◆ **THE TASKS**:
[1] Please list, in order, every line in the Ruby UTF-8 string thread that begins with the word puts.
[2] Continue the Ruby UTF-8 string thread from its final line, not the entries.

◆ **TEXT SHOWN**:
---+---

Get a portion of a utf8 encoded string

hi all.

ruby 1.8.5 (2006-08-25) [i386-linux]

puts ‘hällo’
hällo
=> nil

puts ‘hällo’[0, 2]
hâ–’
=> nil

puts ‘hällo’[0, 3]
hä
=> nil

require ‘iconv’
=> true

puts ‘hällo’[0, 3]
hä
=> nil

puts ‘hällo’[0, 2]
hâ–’
=> nil

The ä character is probably 2 bytes long, so puts ‘hällo’[1, 1] returns
only a “pice” of the ä character. Is there a way to make this work?
‘hällo’[0, 2] should return -> hä
and
‘hällo’[0, 3] should return -> häl

thanks

Hi,

2008/9/16 Marco [email protected]:

puts ‘hällo’[0, 3]

You can do it using regular expression :

‘hällo’.split(//u)[0, 2].to_s → hä

Regards,

Park H.

Heesob P. wrote:

You can do it using regular expression :

‘hällo’.split(//u)[0, 2].to_s -> hä

thanks. even if ‘hällo’[0, 2] looks better, this works.

From: S2 [mailto:[email protected]]

thanks. even if ‘hällo’[0, 2] looks better

upgrade?

---+---

◆ **MATERIAL SUPPLIED**:
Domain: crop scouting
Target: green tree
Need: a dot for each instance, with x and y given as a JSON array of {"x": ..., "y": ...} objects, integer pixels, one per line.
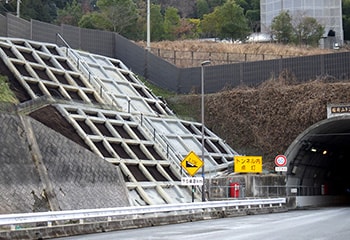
[
  {"x": 157, "y": 23},
  {"x": 93, "y": 20},
  {"x": 282, "y": 28},
  {"x": 41, "y": 10},
  {"x": 308, "y": 31},
  {"x": 171, "y": 23},
  {"x": 233, "y": 23},
  {"x": 118, "y": 14},
  {"x": 202, "y": 8},
  {"x": 71, "y": 14}
]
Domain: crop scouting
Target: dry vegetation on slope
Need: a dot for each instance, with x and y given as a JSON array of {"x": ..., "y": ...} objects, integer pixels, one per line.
[{"x": 263, "y": 120}]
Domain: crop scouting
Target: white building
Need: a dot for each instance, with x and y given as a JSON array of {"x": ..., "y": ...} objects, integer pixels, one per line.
[{"x": 327, "y": 12}]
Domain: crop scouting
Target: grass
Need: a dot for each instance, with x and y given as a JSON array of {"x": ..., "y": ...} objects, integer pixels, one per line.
[{"x": 6, "y": 95}]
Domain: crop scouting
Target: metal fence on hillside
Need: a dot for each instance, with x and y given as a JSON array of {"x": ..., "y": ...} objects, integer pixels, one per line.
[{"x": 165, "y": 74}]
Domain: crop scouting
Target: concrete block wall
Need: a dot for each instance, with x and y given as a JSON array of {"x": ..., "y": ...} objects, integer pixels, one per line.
[{"x": 60, "y": 176}]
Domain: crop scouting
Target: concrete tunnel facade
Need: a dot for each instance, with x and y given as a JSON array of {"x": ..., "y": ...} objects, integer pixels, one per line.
[{"x": 319, "y": 158}]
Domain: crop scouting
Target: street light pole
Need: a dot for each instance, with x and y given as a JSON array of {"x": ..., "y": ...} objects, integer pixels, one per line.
[
  {"x": 203, "y": 64},
  {"x": 148, "y": 46}
]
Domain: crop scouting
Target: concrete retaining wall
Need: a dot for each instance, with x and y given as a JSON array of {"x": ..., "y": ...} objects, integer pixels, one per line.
[
  {"x": 41, "y": 170},
  {"x": 149, "y": 221}
]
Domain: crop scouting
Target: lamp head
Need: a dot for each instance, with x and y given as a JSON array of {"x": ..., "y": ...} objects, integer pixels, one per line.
[{"x": 204, "y": 63}]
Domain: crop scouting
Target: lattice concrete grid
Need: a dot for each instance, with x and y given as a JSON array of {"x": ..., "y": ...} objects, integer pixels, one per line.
[{"x": 117, "y": 117}]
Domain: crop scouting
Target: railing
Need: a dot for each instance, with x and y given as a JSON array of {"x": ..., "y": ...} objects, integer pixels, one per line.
[
  {"x": 239, "y": 191},
  {"x": 194, "y": 58},
  {"x": 18, "y": 219}
]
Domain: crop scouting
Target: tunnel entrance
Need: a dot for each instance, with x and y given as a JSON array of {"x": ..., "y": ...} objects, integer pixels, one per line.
[{"x": 319, "y": 158}]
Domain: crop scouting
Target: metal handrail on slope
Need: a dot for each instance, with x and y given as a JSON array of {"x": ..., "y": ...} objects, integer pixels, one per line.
[
  {"x": 49, "y": 217},
  {"x": 81, "y": 65}
]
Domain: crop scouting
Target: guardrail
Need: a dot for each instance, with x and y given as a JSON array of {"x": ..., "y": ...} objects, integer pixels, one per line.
[{"x": 19, "y": 219}]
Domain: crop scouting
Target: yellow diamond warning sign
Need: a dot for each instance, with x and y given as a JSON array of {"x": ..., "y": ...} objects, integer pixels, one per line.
[
  {"x": 192, "y": 163},
  {"x": 248, "y": 164}
]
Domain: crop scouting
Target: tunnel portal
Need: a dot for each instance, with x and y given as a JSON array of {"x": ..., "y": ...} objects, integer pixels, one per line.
[{"x": 319, "y": 158}]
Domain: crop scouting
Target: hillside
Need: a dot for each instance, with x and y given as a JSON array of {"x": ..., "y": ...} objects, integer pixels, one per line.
[{"x": 265, "y": 120}]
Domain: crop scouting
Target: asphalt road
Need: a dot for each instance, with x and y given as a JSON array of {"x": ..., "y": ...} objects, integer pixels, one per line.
[{"x": 312, "y": 224}]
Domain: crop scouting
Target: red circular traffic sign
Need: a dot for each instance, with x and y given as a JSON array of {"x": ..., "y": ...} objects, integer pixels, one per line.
[{"x": 280, "y": 160}]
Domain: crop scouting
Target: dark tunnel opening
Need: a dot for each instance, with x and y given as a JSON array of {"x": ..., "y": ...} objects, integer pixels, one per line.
[{"x": 319, "y": 158}]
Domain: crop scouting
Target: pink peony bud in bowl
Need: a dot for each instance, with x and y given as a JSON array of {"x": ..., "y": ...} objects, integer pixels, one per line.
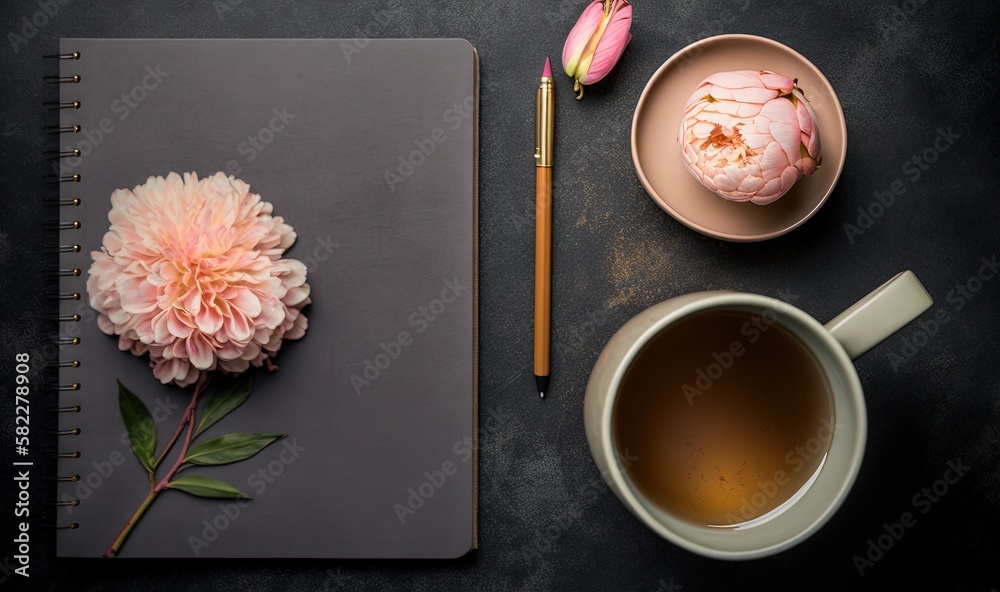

---+---

◆ **SOLVED TASKS**:
[1]
puts ‘hällo’
puts ‘hällo’[0, 2]
puts ‘hällo’[0, 3]
puts ‘hällo’[0, 3]
puts ‘hällo’[0, 2]
puts ‘hällo’[0, 3]

[2]
[RUBY_VERSION, RUBY_PATCHLEVEL, RUBY_REVISION, RUBY_PLATFORM]
=> [“1.8.7”, 5000, 0, “i686-linux”]

puts ‘hällo’
hällo
=> nil

puts ‘hällo’[0, 2]
hä
=> nil

puts ‘hällo’[0, 3]
häl
=> nil

Heesob P. wrote:

You can do it using regular expression :

‘hällo’.split(//u)[0, 2].to_s -> hä

Why make it convoluted when ruby makes it so easy to use regexps:

puts ‘hällo’[/.{2}/um]
hä

On Tue, Sep 16, 2008 at 4:50 AM, Peña, Botp [email protected] wrote:

From: S2 [mailto:[email protected]]

thanks. even if ‘hällo’[0, 2] looks better

upgrade?

It concerns me that people are suggesting using various backwards
incompatible changes in Ruby 1.8.7

Though 1.8.7 may be a good fallback for 1.9 only libraries that may
make things work as expected, I hate the idea of writing code that
works on 1.8.7 but not other versions of Ruby 1.8. At this point, I
feel like 1.8.6 is still the ‘real’ Ruby 1.8, anyway.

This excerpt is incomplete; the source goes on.